» TASK STATEMENT: From the line containing "Please mark every instance of the worker" down to the last line of the records below, copy every line exactly. Leave out everything before it.
━━━
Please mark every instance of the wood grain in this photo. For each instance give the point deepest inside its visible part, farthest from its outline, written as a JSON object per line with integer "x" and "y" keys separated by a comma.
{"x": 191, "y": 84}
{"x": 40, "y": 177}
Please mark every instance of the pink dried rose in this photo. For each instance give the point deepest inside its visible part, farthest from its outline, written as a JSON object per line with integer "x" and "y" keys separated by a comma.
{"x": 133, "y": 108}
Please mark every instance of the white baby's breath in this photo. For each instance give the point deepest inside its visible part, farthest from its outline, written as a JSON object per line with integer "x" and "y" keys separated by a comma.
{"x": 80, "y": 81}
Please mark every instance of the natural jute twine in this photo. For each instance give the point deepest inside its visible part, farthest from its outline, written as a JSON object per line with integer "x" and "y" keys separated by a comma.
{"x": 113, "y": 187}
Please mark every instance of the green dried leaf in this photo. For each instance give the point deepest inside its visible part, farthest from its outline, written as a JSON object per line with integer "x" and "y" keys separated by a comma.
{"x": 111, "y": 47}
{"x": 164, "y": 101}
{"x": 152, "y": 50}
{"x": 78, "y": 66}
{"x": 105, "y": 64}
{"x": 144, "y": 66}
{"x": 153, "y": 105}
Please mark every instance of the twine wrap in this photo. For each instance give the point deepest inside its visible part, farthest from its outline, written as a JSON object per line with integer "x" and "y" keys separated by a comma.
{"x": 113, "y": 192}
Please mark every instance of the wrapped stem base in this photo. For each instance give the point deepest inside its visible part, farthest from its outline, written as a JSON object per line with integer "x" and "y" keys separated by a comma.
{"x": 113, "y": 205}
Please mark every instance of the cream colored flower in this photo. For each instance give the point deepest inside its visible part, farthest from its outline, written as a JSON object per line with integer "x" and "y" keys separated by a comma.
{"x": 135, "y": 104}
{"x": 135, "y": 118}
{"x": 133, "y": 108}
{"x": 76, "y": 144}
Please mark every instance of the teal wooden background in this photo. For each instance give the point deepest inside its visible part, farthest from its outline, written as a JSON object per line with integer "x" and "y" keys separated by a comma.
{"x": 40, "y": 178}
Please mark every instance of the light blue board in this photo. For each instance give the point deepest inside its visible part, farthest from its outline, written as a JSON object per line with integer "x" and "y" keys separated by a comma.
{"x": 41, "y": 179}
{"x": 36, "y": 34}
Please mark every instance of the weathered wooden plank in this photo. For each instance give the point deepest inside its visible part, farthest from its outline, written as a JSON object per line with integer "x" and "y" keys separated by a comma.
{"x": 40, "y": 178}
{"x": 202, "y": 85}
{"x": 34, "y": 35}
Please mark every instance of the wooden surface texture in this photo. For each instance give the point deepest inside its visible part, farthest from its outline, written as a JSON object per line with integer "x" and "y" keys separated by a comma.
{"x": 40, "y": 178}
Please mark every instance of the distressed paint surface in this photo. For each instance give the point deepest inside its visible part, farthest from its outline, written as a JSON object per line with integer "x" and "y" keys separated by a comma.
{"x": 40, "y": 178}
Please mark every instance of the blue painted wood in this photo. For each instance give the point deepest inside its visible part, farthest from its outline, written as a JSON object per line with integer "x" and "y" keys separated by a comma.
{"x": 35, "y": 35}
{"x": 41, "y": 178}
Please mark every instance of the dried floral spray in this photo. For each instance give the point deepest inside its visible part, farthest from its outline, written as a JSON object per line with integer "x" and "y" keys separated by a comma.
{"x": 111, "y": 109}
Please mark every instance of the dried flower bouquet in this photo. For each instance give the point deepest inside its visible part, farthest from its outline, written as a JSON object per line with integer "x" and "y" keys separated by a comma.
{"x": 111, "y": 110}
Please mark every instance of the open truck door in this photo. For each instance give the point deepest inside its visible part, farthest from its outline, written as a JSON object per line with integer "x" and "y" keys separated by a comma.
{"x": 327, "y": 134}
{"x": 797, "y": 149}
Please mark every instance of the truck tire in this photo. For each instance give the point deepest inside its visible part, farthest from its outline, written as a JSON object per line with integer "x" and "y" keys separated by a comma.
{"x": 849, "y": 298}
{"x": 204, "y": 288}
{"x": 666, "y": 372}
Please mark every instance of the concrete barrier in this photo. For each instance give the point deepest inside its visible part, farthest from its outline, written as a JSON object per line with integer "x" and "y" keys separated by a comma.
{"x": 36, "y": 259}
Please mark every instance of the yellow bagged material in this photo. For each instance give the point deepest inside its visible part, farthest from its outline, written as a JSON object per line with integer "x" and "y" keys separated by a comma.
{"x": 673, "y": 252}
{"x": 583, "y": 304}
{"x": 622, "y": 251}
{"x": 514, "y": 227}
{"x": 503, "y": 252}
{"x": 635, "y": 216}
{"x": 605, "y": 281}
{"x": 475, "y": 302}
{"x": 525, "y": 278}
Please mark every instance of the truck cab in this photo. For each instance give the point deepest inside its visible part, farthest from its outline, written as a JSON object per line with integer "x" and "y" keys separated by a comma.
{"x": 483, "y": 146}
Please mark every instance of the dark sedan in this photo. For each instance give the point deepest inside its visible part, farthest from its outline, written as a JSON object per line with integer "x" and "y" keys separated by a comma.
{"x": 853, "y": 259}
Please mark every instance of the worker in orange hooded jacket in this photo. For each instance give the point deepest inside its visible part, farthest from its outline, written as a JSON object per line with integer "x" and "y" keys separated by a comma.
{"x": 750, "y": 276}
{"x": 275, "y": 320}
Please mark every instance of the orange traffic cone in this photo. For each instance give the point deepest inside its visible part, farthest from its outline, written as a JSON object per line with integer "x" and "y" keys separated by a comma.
━━━
» WRITTEN SOLUTION:
Please mark every instance of the worker in orange hooded jacket in this photo. For each instance give the point deepest inside its visible part, farthest from its outline, written as a JSON object per line with integer "x" and "y" keys separated by a comma.
{"x": 750, "y": 276}
{"x": 275, "y": 320}
Please mark every instance of the orange traffic cone in this photo. For each instance give the point deepest inside its visible part, farthest from its outline, written as a JSON object per line with integer "x" and "y" keys separated by a comma.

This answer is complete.